## TASK INSTRUCTIONS
In the records below, find the line with "of the large"; retype that line and all the following lines through the end, exactly, and add nothing.

## SUPPLIED MATERIAL

##############################

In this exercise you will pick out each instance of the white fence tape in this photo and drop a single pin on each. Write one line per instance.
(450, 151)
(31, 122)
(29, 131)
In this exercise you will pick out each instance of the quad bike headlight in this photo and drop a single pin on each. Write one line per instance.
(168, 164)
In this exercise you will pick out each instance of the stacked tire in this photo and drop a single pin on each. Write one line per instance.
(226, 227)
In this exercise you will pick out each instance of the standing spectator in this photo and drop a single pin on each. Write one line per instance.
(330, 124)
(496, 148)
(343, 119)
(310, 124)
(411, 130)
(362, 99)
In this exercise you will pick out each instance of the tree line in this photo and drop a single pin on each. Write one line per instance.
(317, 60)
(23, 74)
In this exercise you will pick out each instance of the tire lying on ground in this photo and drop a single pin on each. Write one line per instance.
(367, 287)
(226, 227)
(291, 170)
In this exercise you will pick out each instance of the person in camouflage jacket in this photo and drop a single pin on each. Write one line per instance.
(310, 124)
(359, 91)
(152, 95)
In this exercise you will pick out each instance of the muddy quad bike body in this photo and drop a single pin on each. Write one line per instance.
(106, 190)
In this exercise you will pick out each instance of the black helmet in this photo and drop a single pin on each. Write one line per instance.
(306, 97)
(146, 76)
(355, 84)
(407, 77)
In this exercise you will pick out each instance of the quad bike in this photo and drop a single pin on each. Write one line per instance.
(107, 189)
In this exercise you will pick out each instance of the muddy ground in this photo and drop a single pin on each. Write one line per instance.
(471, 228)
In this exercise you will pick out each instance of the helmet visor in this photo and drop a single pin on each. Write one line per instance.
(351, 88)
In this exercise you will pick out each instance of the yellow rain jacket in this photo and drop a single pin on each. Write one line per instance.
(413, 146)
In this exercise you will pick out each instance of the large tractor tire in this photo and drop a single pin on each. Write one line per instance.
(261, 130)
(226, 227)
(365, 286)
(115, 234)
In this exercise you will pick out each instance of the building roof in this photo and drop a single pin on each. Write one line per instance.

##############################

## TASK RESULT
In this exercise you will pick out each instance of the large tractor tire in this photo and drop a single pin on each. Write one line per instance.
(261, 130)
(226, 227)
(365, 286)
(115, 234)
In this exercise you will pick out each instance of the building roof in this photo and drop a single pin on each. Write one line per instance.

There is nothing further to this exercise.